╭─ INFORMATION GIVEN

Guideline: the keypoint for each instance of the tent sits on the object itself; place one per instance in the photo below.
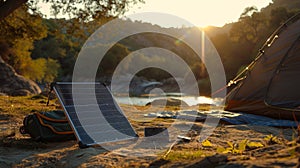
(270, 85)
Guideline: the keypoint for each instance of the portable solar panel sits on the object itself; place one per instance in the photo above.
(93, 113)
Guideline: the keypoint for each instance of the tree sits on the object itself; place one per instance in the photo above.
(86, 10)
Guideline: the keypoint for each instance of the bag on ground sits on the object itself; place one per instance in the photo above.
(49, 126)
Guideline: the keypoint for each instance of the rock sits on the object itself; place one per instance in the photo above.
(14, 84)
(167, 102)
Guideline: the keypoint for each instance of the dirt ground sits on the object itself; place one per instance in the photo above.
(228, 146)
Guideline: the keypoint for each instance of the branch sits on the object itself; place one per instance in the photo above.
(8, 6)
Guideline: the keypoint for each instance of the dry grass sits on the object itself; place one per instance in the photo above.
(24, 152)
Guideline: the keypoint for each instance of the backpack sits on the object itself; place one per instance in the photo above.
(49, 126)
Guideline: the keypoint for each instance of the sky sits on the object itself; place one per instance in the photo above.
(200, 13)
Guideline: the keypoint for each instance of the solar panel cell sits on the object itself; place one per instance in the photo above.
(93, 113)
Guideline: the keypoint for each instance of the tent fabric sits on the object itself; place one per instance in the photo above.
(271, 86)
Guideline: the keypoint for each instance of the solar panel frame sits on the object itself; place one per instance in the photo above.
(83, 137)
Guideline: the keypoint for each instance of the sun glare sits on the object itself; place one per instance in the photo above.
(200, 13)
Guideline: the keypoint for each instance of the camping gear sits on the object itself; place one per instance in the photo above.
(93, 113)
(269, 86)
(47, 126)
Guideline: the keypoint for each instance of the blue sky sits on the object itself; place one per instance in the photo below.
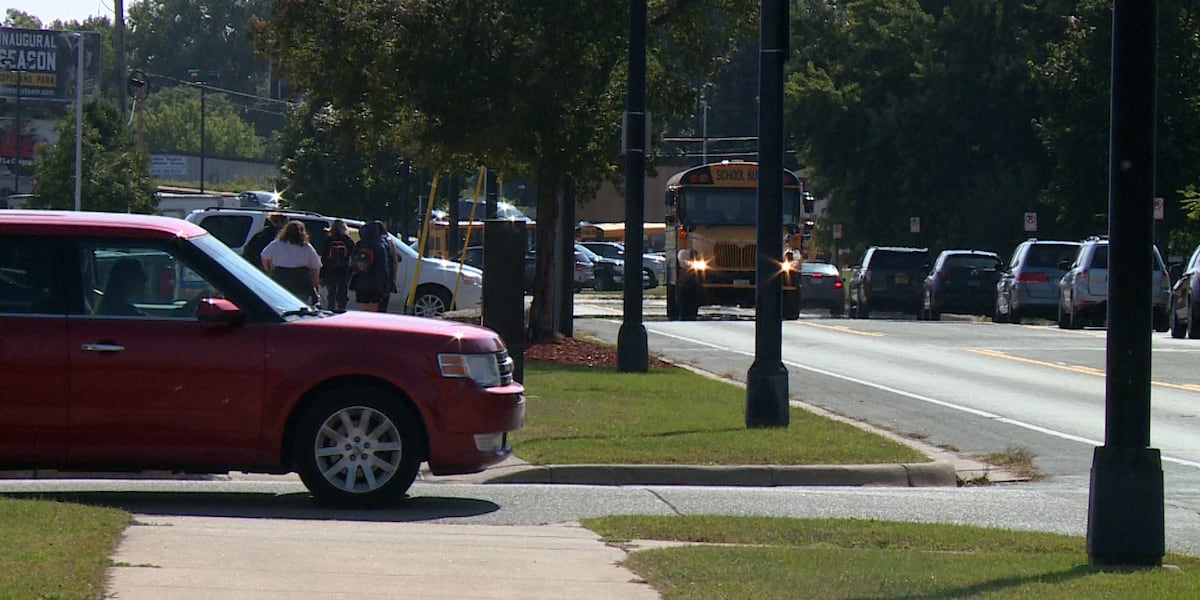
(65, 10)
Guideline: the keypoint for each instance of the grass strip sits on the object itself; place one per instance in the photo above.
(55, 550)
(732, 557)
(579, 414)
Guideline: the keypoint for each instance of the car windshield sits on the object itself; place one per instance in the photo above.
(886, 259)
(821, 268)
(607, 250)
(262, 285)
(1050, 255)
(583, 250)
(971, 262)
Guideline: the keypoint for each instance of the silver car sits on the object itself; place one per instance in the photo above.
(1029, 286)
(1084, 289)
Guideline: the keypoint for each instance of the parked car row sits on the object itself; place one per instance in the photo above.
(1062, 281)
(442, 285)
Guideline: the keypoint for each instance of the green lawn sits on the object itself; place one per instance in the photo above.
(57, 550)
(786, 558)
(672, 415)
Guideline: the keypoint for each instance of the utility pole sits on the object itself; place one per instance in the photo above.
(1125, 510)
(202, 84)
(119, 41)
(633, 352)
(767, 397)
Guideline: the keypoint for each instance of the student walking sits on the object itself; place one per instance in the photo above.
(369, 269)
(335, 265)
(270, 231)
(293, 262)
(393, 264)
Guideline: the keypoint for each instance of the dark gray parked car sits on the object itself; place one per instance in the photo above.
(1029, 287)
(822, 287)
(889, 280)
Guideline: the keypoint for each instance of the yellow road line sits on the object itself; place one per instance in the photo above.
(1074, 369)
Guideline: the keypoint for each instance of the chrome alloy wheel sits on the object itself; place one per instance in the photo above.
(358, 449)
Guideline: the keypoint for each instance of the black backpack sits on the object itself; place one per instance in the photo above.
(364, 258)
(337, 256)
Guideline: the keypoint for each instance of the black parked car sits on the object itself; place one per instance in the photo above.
(961, 281)
(822, 287)
(888, 280)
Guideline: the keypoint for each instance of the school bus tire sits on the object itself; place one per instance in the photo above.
(672, 309)
(791, 305)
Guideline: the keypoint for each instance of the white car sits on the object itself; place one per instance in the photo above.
(441, 285)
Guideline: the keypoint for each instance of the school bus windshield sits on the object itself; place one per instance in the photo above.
(730, 205)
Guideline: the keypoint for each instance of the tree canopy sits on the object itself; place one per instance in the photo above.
(115, 174)
(533, 87)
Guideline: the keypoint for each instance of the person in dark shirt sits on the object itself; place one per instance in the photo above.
(126, 281)
(253, 249)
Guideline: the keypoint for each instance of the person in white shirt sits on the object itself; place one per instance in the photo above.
(293, 262)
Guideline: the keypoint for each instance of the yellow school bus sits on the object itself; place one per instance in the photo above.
(712, 250)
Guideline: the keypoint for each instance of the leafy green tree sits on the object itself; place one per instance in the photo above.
(172, 123)
(1077, 81)
(115, 177)
(171, 39)
(335, 165)
(22, 19)
(904, 108)
(533, 87)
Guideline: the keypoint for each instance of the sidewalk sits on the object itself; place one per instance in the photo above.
(203, 558)
(172, 557)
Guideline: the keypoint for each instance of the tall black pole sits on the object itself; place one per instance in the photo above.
(767, 379)
(633, 352)
(1125, 520)
(201, 83)
(16, 165)
(119, 52)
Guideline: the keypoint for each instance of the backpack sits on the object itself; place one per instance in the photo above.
(364, 258)
(337, 256)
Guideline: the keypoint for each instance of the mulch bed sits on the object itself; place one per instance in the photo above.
(570, 351)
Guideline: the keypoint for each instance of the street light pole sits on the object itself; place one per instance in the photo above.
(16, 166)
(79, 73)
(202, 84)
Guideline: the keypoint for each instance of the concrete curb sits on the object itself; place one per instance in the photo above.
(931, 474)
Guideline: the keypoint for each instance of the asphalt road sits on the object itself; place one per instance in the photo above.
(963, 383)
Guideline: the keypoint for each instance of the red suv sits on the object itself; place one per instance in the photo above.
(136, 342)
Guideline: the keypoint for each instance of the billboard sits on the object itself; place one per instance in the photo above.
(37, 85)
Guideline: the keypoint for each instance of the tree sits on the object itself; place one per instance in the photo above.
(528, 87)
(115, 174)
(334, 163)
(904, 108)
(173, 125)
(22, 19)
(169, 39)
(1077, 79)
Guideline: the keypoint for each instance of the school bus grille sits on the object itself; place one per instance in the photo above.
(731, 256)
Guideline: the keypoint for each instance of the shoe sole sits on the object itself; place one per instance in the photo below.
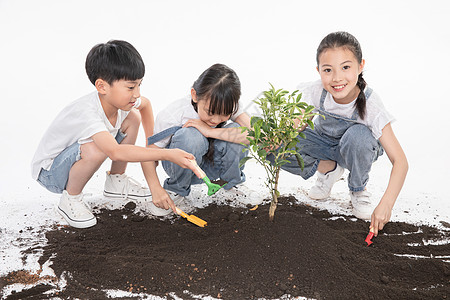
(77, 224)
(121, 196)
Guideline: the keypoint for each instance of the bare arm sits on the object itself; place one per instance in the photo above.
(394, 151)
(160, 197)
(132, 153)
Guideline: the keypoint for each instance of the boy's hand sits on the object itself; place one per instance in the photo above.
(182, 158)
(161, 199)
(380, 216)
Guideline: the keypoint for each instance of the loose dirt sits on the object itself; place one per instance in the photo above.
(242, 255)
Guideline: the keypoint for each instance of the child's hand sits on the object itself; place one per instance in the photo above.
(161, 199)
(181, 158)
(380, 216)
(200, 125)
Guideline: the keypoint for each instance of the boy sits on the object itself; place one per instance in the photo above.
(99, 125)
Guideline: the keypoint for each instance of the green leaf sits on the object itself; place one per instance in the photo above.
(244, 160)
(300, 161)
(254, 120)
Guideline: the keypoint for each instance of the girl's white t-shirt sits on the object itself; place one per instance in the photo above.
(376, 118)
(178, 113)
(77, 122)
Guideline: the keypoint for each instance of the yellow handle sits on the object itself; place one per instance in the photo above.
(181, 213)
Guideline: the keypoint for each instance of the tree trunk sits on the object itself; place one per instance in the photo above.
(273, 204)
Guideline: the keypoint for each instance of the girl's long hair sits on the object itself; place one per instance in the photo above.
(345, 39)
(221, 85)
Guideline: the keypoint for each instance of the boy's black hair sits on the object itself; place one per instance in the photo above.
(114, 60)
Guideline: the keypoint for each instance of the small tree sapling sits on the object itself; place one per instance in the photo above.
(276, 133)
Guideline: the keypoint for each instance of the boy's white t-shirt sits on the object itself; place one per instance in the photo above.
(178, 113)
(77, 122)
(376, 118)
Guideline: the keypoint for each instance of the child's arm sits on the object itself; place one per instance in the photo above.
(132, 153)
(160, 197)
(233, 135)
(394, 151)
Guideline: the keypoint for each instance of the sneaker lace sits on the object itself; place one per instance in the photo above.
(130, 183)
(80, 204)
(320, 182)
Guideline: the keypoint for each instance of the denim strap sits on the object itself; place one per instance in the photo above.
(162, 135)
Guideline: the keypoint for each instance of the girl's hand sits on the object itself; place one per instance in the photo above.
(380, 216)
(161, 199)
(183, 159)
(201, 126)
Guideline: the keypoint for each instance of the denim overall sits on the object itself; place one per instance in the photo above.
(225, 163)
(339, 139)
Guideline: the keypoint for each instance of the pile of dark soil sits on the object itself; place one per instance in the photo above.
(241, 255)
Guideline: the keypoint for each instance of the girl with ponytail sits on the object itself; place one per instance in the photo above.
(207, 122)
(354, 131)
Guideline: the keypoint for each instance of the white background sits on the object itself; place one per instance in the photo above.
(43, 46)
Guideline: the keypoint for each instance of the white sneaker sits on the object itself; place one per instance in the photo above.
(180, 202)
(75, 211)
(242, 194)
(122, 186)
(363, 207)
(324, 183)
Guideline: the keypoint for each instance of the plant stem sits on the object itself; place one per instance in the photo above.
(273, 204)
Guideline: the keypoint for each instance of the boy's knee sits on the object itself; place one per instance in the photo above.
(90, 152)
(133, 120)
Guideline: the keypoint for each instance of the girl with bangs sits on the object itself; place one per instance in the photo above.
(205, 123)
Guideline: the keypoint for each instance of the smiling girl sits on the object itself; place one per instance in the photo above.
(207, 123)
(355, 131)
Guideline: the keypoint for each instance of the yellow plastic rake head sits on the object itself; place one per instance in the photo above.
(191, 218)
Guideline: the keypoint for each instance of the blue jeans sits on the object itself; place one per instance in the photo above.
(356, 150)
(225, 163)
(55, 179)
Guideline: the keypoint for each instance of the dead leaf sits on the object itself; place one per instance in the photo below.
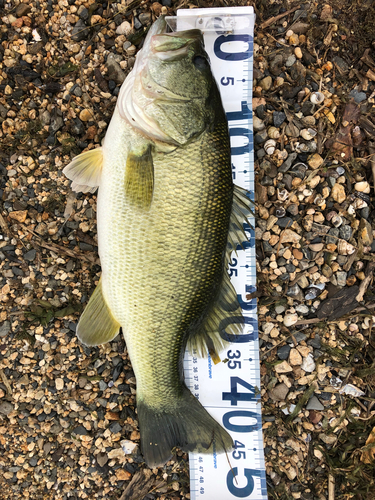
(368, 454)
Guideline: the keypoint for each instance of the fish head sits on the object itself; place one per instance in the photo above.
(172, 87)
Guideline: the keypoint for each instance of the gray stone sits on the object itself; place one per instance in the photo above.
(80, 31)
(315, 342)
(276, 65)
(83, 13)
(115, 427)
(284, 222)
(45, 117)
(314, 404)
(260, 137)
(295, 292)
(266, 83)
(302, 309)
(80, 431)
(102, 385)
(345, 232)
(258, 124)
(288, 163)
(299, 337)
(77, 91)
(6, 408)
(115, 72)
(331, 181)
(341, 63)
(283, 352)
(30, 255)
(137, 23)
(3, 111)
(279, 392)
(4, 329)
(102, 459)
(308, 364)
(57, 121)
(145, 17)
(358, 96)
(341, 278)
(279, 118)
(335, 234)
(290, 60)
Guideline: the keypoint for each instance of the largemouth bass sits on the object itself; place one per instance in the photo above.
(169, 217)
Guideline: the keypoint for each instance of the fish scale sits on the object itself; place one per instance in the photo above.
(175, 229)
(169, 217)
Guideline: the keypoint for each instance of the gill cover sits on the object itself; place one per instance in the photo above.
(165, 97)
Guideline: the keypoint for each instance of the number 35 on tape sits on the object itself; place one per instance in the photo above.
(230, 391)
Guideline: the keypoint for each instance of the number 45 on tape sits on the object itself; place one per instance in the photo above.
(230, 391)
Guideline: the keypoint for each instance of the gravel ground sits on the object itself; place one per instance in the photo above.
(68, 423)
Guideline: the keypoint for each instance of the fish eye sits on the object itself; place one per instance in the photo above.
(200, 63)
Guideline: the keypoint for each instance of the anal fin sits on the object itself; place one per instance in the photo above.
(225, 313)
(97, 324)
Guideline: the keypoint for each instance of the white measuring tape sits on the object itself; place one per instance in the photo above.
(230, 391)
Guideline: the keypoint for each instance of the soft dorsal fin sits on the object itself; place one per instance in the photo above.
(225, 311)
(85, 171)
(139, 178)
(241, 212)
(97, 324)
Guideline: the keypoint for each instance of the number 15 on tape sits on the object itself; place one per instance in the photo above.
(230, 391)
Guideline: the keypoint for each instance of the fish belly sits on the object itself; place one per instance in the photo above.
(161, 268)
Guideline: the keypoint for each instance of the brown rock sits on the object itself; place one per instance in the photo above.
(297, 254)
(326, 13)
(19, 215)
(111, 415)
(86, 115)
(295, 358)
(315, 161)
(22, 9)
(315, 417)
(338, 193)
(283, 367)
(365, 232)
(261, 193)
(123, 475)
(289, 236)
(316, 247)
(279, 392)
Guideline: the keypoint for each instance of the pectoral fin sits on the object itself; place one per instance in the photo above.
(85, 171)
(97, 324)
(139, 179)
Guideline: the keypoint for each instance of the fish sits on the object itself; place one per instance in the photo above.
(168, 218)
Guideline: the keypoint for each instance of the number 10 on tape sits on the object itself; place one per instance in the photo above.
(230, 390)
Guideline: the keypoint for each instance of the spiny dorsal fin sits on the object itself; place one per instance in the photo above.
(85, 171)
(139, 178)
(97, 324)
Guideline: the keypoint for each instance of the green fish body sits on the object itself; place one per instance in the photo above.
(168, 218)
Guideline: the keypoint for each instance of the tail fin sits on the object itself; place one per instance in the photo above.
(187, 425)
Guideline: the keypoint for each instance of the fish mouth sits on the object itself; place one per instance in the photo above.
(174, 46)
(166, 47)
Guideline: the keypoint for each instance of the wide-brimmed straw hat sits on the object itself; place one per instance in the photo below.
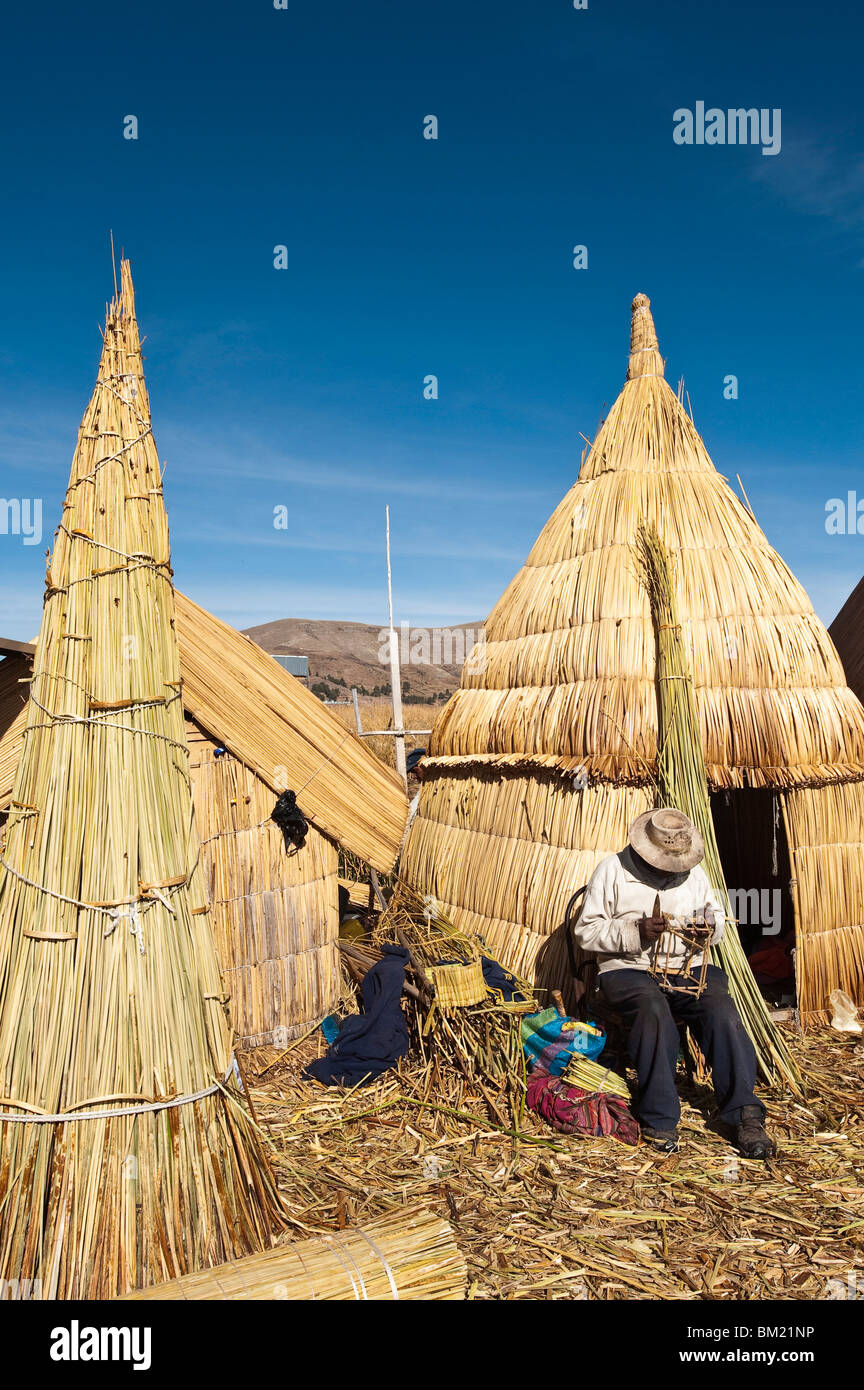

╰─

PROBLEM REQUIREMENTS:
Reproduce the items verbatim, everything from the line containing "Guideline: the keypoint for each instance of the number 15" down through the final item, with both ends included. Omit the pictures from the output.

ANSWER FOR THE TASK:
Guideline: the keypoint for each instance of the number 15 on tape sits on the object itself; place one per instance in the photo above.
(230, 391)
Guideline: the keypoint for each instance of the fish belly sits on the object itself; place one per instance in the photo above.
(161, 268)
Guideline: the keypoint for each instance of the brown rock sits on the object itself; place one per instance in the photo above.
(297, 254)
(326, 13)
(19, 215)
(111, 415)
(86, 115)
(295, 358)
(315, 161)
(22, 9)
(315, 417)
(338, 193)
(283, 367)
(365, 232)
(261, 193)
(123, 475)
(289, 236)
(316, 247)
(279, 392)
Guideline: the keypoint for each instance of the pectoral fin sits on the object itself; place one per instance in the photo above.
(85, 171)
(97, 324)
(139, 179)
Guideline: the keypoint for each instance of the fish sits on the object itself; place one per instance in the photo above.
(168, 218)
Guideline: the keypoint for each instance of the number 10 on tape sits on the object itself; place one per instance in the photo above.
(230, 390)
Guideline: the keypoint for each instance of the spiny dorsal fin sits on the object itself; place one per instance in the photo above.
(85, 171)
(139, 178)
(97, 324)
Guideline: the keypoint for each instance of the green fish body sits on the object itself; place one per instance in the photo above.
(168, 218)
Guideline: the keypoint for each instance of the tail fin sits on the object itself; place one per instance in the photo above.
(187, 425)
Guideline: the keypoint for each instance of the fish mouth sits on the object itself; place one per instance in the photo above.
(174, 46)
(166, 47)
Guideline: the keypoint for each instance of the wide-brimmed straw hat sits on the object itself; place one per instance in the photo below.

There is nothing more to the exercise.